SOURCE MATERIAL:
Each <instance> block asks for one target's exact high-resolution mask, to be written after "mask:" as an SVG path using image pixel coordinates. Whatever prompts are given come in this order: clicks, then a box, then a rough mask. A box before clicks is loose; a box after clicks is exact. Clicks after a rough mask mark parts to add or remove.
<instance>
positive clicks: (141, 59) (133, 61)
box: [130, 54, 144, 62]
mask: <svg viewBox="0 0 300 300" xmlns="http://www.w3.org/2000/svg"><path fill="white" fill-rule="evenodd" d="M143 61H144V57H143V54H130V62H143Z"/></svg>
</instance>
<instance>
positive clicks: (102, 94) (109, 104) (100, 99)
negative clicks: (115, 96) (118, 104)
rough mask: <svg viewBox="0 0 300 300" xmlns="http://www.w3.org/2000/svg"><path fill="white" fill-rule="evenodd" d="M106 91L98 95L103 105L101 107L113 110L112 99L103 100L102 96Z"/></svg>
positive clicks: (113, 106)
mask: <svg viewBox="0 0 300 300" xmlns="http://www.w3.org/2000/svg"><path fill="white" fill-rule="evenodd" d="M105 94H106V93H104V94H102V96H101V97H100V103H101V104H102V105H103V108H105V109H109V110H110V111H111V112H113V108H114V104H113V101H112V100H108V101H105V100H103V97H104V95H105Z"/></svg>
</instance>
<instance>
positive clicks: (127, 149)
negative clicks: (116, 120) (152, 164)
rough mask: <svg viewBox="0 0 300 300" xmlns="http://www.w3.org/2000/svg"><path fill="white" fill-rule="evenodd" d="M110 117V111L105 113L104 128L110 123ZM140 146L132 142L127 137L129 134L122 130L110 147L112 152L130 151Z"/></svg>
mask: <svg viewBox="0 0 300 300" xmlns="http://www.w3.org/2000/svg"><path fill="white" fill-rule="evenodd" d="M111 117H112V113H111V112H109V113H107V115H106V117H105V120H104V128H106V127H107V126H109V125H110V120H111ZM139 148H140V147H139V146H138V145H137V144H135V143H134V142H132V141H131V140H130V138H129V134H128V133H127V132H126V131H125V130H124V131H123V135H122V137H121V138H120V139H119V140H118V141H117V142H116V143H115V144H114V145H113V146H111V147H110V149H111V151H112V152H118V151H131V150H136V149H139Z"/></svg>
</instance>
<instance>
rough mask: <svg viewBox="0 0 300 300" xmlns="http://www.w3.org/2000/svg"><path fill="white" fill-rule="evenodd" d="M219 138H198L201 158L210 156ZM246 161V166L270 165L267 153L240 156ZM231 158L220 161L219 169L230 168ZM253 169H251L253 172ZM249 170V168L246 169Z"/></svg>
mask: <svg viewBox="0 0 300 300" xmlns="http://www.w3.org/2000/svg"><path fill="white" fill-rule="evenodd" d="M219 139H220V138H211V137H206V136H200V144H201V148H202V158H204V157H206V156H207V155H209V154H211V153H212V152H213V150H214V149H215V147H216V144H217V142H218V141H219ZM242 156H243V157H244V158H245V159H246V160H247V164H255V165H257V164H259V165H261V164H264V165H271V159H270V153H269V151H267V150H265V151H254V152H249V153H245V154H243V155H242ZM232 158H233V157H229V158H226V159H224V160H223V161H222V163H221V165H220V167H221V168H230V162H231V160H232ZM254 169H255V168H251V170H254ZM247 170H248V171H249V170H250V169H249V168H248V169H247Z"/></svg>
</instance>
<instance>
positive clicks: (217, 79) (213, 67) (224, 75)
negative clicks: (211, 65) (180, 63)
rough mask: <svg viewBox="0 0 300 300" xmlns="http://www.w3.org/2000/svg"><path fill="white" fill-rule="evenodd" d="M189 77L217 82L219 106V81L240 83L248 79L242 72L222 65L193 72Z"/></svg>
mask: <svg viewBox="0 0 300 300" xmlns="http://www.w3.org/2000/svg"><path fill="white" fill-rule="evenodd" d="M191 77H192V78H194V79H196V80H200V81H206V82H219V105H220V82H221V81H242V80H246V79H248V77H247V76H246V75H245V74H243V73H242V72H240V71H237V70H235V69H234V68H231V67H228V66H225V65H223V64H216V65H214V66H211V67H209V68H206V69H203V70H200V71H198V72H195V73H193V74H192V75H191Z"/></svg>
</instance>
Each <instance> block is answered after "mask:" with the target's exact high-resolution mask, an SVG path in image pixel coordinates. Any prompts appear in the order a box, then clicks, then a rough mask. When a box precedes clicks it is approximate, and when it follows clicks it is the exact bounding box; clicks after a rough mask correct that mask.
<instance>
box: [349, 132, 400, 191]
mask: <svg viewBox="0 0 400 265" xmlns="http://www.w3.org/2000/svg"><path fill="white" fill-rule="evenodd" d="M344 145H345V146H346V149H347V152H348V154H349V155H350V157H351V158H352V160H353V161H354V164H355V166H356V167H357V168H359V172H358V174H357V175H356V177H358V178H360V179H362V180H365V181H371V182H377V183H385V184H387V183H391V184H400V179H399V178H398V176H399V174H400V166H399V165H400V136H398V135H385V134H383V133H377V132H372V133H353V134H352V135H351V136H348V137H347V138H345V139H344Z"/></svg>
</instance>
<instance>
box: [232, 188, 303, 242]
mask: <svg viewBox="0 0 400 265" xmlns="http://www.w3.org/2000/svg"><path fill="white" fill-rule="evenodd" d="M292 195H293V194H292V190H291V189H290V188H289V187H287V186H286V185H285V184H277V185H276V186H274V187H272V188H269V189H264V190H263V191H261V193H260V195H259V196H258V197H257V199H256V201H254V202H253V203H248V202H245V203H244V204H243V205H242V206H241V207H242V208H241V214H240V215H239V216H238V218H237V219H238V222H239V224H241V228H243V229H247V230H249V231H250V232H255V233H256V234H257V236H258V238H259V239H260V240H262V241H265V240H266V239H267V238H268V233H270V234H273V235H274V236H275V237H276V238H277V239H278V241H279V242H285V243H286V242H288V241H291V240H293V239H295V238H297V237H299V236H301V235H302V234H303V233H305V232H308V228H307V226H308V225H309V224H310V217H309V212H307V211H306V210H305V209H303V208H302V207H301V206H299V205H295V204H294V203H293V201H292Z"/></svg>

EXERCISE PROMPT:
Which lines of the listing above contain the word "negative"? Pull out each of them in full.

RESPONSE TO THIS TASK:
negative clicks: (115, 96) (118, 104)
negative clicks: (116, 120) (152, 164)
negative clicks: (211, 65) (180, 63)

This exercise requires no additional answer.